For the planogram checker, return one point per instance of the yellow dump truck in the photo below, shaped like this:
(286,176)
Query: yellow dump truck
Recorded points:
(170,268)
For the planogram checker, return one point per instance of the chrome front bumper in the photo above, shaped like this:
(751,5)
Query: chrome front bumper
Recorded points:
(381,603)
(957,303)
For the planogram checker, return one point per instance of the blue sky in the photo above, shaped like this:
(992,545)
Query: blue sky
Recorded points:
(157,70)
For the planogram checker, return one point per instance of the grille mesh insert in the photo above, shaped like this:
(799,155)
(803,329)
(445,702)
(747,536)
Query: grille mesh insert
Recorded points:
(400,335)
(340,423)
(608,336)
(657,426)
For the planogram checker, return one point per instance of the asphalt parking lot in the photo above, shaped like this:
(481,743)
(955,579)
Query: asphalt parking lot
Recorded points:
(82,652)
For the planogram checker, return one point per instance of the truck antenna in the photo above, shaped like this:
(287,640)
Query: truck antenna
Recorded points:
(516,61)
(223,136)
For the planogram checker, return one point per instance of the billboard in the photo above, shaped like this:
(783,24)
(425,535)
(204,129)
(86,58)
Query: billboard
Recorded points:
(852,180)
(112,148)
* * * * *
SET TASK: Lay out every line of the items above as a single numbered list, omitting any blank lines.

ANSWER FOR THIS EXERCISE:
1. For the planogram checker, return one point per instance of the yellow dump truck in the photo below, shaped like this:
2. (286,176)
3. Query: yellow dump truck
4. Recorded points:
5. (170,268)
6. For the planogram checker, return one point per instance of the chrome front bumper in the photo above, shaped like this:
7. (751,5)
8. Query: chrome front bumper
9. Recorded points:
10. (381,603)
11. (957,303)
12. For the planogram checker, return one point per instance of the blue sky in the photo above, shaped like this:
13. (992,545)
14. Query: blue sky
15. Recorded points:
16. (157,70)
17. For the planogram checker, return one point per instance of the grille mesh insert in the photo above, shaped like this:
18. (799,155)
19. (803,329)
20. (445,702)
21. (747,536)
22. Query: grille mesh insert
23. Recorded points:
24. (400,335)
25. (340,423)
26. (608,336)
27. (657,426)
28. For the planogram checker, return one point per instance of the asphalt parking lot in the photo above, shaped like this:
29. (481,743)
30. (955,579)
31. Query: asphalt parking lot
32. Recorded points:
33. (82,652)
34. For the planogram checker, return one point per instance of the truck antenna in the photo above, shaped like this:
35. (287,640)
36. Query: truck antenna
37. Recorded points:
38. (516,61)
39. (223,136)
40. For the planogram checker, return one point per instance of the billboard in the photo above, shaped like this:
41. (783,24)
42. (425,535)
43. (204,129)
44. (86,58)
45. Query: billboard
46. Recorded points:
47. (852,180)
48. (112,148)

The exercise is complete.